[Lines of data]
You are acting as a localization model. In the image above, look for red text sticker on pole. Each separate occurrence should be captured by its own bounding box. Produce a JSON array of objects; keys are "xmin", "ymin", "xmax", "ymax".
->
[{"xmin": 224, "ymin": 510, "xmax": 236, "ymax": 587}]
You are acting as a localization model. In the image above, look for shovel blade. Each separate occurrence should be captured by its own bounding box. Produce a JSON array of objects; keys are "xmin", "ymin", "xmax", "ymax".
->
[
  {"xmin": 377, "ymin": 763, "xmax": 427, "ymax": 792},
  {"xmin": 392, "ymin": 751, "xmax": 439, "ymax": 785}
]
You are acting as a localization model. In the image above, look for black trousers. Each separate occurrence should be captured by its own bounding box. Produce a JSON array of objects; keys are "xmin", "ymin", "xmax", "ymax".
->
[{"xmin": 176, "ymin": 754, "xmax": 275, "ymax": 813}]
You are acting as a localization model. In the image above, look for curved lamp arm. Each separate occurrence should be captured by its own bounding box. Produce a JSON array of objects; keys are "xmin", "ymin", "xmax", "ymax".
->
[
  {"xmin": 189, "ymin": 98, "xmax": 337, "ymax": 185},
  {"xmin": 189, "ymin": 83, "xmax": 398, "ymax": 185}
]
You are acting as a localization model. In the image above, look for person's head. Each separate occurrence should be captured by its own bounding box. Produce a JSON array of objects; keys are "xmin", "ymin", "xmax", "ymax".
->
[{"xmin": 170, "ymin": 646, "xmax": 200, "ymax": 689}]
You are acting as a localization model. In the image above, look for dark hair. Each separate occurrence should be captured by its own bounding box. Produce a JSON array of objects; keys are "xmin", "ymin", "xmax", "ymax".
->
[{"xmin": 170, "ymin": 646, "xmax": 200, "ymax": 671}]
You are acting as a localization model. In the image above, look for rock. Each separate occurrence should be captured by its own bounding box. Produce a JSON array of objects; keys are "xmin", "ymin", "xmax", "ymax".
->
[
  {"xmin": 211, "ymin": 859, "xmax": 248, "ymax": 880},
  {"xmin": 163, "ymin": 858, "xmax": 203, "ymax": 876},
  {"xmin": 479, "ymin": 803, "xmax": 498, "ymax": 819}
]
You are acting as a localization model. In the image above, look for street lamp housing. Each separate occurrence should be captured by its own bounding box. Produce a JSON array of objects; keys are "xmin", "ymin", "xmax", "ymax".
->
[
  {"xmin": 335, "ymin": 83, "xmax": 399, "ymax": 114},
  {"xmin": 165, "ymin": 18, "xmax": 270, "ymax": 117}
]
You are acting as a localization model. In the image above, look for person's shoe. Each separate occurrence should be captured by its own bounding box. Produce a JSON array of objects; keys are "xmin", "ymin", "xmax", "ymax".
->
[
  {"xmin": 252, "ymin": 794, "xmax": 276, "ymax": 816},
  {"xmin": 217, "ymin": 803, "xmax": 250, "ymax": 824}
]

Exercise requirements
Copy out the part of the records that begins with the line containing "look for street" and runs through the end of the records, keeping every line unchanged.

Answer for the task
You are acting as a localization model. In the image above, look for street lamp housing. Each separate occurrence should be captured by its own bounding box. Produce a JSON array of objects; keys are "xmin", "ymin", "xmax", "ymax".
->
[
  {"xmin": 335, "ymin": 83, "xmax": 399, "ymax": 114},
  {"xmin": 165, "ymin": 18, "xmax": 270, "ymax": 117}
]
You are acting as a localization model. In the image above, look for person's shoe. Each separate occurrence should be captured by its own bounding box. Produce a JSON array of objects; keys are "xmin", "ymin", "xmax", "ymax".
->
[
  {"xmin": 252, "ymin": 794, "xmax": 276, "ymax": 816},
  {"xmin": 217, "ymin": 803, "xmax": 250, "ymax": 824}
]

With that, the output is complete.